Second, defendant contends that there is insufficient evidence of asportation because (1) he was only trying to get away without any money by the time he grabbed for the knife and kicked the employee, and (2) the sole asportation was when the employee dragged him out of the warehouse, which was not voluntary (and thus not attributable to defendant). We reject the first argument because, as noted above, defendant was still holding on to the cash when he was trying to get away. We reject the second because defendant voluntarily asportated when he ducked down behind the register. This "slight[] movement" is enough. (Gomez, supra, 43 Cal.4th at p. 255; People v. Clark (1945) 70 Cal.App.2d 132, 133 ["Whether appellant conveyed the money one yard or one mile from the presence of his victim is immaterial insofar as the element of asportation is concerned"].) What is more, defendant's asportation continued during his subsequent struggle with the employee as they moved—together—toward the area outside the warehouse.
II. Instructional Issues
Defendant asserts that the trial court erred in (1) not giving an instruction on the crime of attempted robbery as a lesser included offense to robbery, (2) not instructing the jury that it had to unanimously agree on which of defendant's acts constituted "force" or "fear," and (3) instructing the jury it could infer consciousness of guilt from defendant's flight. We independently review instructional errors. (People v. Manriquez (2005) 37 Cal.4th 547, 581 (Manriquez).)
A. Attempted Robbery as a Lesser Included Offense
As part of its duty to instruct the jury on general legal principles related to a case, a trial court is required to instruct the jury on any crimes that are lesser included offenses to a charged crime if "there is substantial evidence that would absolve the defendant from guilt of the greater [charged offense], but not the lesser [uncharged] offense." (People v. Simon (2016) 1 Cal.5th 98, 132.) For these purposes, we review the evidence in the light most favorable to the defendant. (People v. Wright (2015) 242 Cal.App.4th 1461, 1483.) The crime of "[a]ttempted robbery requires the 'specific intent to commit robbery and . . . a direct but ineffectual act toward the commission of the crime.'" (People v. Sanchez (2016) 63 Cal.4th 411, 470, quoting Lindberg, supra, 45 Cal.4th at p. 27.) It is a lesser included offense to robbery. (See People v. Licas (2007) 41 Cal.4th 362, 366; cf. People v. Braslaw (2015) 233 Cal.App.4th 1239, 1247-1248 [noting that attempt is not a lesser included offense to general intent crimes].)

Directive 1: Summarize the robbery appeal excerpt in two sentences.
Directive 2: Carry the robbery appeal excerpt forward from its last sentence.

Provided records:
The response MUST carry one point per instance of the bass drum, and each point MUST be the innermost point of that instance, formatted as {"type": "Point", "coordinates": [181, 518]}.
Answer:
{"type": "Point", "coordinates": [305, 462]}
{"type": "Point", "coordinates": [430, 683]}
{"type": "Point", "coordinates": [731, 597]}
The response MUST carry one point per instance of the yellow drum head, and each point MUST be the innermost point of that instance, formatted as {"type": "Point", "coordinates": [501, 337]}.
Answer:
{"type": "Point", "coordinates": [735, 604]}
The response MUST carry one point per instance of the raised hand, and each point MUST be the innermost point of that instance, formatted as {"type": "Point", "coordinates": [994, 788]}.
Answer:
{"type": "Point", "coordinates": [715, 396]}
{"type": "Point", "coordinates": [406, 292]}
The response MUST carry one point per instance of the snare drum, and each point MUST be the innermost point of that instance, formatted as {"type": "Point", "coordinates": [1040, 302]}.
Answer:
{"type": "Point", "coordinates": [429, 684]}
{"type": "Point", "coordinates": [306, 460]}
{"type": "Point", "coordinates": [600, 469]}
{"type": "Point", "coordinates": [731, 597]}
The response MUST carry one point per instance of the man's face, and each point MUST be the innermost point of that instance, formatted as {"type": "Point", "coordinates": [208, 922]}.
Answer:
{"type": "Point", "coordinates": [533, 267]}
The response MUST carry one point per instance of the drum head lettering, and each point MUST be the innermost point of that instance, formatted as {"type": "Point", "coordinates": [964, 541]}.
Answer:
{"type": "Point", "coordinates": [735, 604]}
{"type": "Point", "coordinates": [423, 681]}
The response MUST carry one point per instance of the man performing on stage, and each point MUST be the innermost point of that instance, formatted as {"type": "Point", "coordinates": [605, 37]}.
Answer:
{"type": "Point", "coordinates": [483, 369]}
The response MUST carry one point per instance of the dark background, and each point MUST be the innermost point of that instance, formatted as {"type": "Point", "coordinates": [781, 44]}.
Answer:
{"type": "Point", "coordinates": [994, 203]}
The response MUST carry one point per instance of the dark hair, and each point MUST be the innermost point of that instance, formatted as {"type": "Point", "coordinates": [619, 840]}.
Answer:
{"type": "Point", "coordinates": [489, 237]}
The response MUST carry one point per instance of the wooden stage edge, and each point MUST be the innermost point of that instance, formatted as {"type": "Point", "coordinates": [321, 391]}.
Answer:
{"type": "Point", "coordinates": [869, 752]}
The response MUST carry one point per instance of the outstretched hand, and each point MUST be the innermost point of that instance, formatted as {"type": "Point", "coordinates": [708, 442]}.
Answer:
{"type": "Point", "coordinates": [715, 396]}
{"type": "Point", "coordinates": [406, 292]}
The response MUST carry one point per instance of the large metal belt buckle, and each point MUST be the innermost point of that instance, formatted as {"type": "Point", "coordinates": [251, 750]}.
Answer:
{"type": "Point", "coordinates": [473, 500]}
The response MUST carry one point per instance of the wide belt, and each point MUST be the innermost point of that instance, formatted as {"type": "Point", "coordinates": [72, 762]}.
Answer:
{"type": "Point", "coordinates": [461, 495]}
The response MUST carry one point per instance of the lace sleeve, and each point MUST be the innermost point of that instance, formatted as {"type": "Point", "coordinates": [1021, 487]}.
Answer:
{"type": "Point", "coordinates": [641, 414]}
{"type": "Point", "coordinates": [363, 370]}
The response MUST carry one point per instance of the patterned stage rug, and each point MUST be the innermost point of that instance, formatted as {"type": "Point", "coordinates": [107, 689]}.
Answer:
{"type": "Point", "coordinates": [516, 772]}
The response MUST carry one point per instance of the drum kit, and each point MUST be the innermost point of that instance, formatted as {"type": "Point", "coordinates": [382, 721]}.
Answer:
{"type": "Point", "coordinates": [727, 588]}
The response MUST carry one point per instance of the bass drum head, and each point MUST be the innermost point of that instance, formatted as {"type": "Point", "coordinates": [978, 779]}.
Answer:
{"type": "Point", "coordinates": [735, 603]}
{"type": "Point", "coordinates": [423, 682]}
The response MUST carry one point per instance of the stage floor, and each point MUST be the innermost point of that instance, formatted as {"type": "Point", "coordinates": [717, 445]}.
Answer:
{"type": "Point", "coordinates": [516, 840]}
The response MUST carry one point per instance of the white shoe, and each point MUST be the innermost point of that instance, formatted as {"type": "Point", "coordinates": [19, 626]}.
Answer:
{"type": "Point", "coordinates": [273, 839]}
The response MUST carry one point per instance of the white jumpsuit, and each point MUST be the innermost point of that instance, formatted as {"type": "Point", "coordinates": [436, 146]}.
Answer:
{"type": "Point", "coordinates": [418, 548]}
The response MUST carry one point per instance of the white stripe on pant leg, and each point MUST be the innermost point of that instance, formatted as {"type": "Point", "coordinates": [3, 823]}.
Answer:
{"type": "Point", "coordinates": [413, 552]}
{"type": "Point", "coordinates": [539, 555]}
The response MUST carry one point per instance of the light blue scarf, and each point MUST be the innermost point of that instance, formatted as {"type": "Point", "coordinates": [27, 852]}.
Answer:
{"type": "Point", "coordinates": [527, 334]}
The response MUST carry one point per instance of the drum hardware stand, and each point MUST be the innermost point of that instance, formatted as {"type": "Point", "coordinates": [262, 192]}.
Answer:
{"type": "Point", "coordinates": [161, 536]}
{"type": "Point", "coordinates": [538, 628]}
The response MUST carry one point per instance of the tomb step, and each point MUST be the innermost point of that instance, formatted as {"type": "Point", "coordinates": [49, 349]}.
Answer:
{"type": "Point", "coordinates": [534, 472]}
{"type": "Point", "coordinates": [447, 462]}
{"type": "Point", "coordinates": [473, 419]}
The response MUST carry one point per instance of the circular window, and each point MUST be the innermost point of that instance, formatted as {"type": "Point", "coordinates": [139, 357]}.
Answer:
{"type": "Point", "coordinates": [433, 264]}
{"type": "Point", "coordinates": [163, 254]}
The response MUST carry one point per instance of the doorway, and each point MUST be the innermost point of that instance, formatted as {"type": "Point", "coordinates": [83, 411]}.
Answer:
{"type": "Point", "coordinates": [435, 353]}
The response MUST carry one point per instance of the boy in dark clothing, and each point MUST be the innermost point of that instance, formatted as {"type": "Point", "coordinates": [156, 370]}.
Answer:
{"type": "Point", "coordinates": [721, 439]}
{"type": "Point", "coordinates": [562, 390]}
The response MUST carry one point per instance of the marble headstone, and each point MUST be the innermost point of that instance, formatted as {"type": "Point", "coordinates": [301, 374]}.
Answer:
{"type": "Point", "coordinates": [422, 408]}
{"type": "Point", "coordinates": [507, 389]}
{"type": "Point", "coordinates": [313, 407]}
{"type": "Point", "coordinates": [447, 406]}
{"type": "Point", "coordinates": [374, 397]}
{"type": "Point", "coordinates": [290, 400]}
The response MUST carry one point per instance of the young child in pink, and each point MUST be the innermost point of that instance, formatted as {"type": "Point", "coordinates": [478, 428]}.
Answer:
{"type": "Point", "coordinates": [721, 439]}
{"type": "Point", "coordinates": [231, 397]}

Reply 1: The court rejects the defendant's claim that the evidence of asportation was insufficient, finding that he still held the cash while trying to get away and that ducking down behind the register was enough slight movement, with the asportation continuing during his struggle with the employee. It then takes up his claims of instructional error, noting that a trial court must instruct on a lesser included offense when substantial evidence would absolve the defendant of the greater charged offense but not the lesser one, and that attempted robbery is a lesser included offense to robbery.

Reply 2:
The trial court did not err in declining to instruct the jury on the lesser included offense of attempted robbery. For these purposes, defendant was entitled to an instruction on attempted robbery only if the record, viewed in the light most favorable to him, showed it was possible for a rational jury to find that he only took a "direct but ineffectual act toward" robbery but did not commit the complete crime. The record did not. Defendant asserts that he only attempted to use force or fear but failed, and that he only attempted to asportate with the money but failed because he was dragged. As explained above, however, defendant's acts either did or did not fully satisfy both elements. Defendant's efforts to grab the knife (whether or not he succeeded) constituted the use of fear because those efforts caused the warehouse employee to be "concerned" for his safety, and defendant's kicks (which the jury could credit or not credit) constituted force. There was no attempted fear or attempted force. And defendant's ducking down and subsequent movement toward the warehouse's exterior during the melee with the employee constituted asportation. This evidence precludes a finding that he could be absolved of the greater crime (of completed robbery) while being convicted of the lesser crime (of attempted robbery). Defendant urges that the jury "could reasonably have disbelieved" the employee's testimony regarding his safety concerns, but our mandate to view the evidence in the light most favorable to the defendant does not empower us to reject as incredible all of the People's evidence, particularly when there is no evidence to the contrary.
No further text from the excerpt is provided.